• Dokumen:
Maksudnya adalah terbangunnya kerangka aturan main dan koridor hukum yang
disepakati bersama serta memiliki daya kekuatan yang panjang dalam memformulasi
partisipasi warga. Sehingga membesarnya partisipasi bukan bersifat destruksi
atas konstitusionalisme tetapi justeru memiliki korelasi positif dalam hal
terbangunnya sistem yang lebih baik.
Merujuk dinamika diatas, partisipasi meliputi
keterlibatan rakyat dalam proses pembuatan-keputusan, dalam pelaksanaan
program, andil mereka dalam manfaat program pembangunan dan keterlibatan mereka
dalam usaha mengevaluasi program itu. Partisipasi juga berkaitan dengan usaha
terorganisir untuk meningkatkan kontrol atas sumberdaya dan institusi regulasi
dalam situasi sosial tertentu. Pembangunan yang partisipatif, berarti merupakan
bentuk kemitraan yang dibangun berdasarkan dialog diantara berbagai macam
pelaku, baik dari masyarakat sipil, pemerintah, sektor swasta, organisasi
swadaya masyarakat yang selama dialog tersebut agenda disusun bersama,
pandangan lokal dan pengalaman asli secara berhati-hati diusahakan dan dihargai
sebagai dasar pemikiran bersama menuju konsepsi kemandirian desa.

Catatan dari sebuah koleksi:
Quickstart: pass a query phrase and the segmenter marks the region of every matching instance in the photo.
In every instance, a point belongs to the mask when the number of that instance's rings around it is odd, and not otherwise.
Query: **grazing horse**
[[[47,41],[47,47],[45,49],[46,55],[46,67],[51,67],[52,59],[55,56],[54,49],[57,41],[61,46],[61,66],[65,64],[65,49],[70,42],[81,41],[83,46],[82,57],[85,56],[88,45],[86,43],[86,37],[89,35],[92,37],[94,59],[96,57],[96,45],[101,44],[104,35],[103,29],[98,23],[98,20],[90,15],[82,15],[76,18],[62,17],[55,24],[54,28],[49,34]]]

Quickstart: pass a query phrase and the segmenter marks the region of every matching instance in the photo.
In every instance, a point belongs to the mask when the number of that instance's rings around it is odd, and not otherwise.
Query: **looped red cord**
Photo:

• Perintah:
Tolong terjemahkan kalimat berikut dari teks tentang partisipasi warga ke dalam bahasa Inggris: "Partisipasi juga berkaitan dengan usaha terorganisir untuk meningkatkan kontrol atas sumberdaya dan institusi regulasi dalam situasi sosial tertentu." Catatan tersebut tidak diperlukan di sini.

• Latihan Terjawab:
Participation is also related to organized efforts to increase control over resources and regulatory institutions in certain social situations.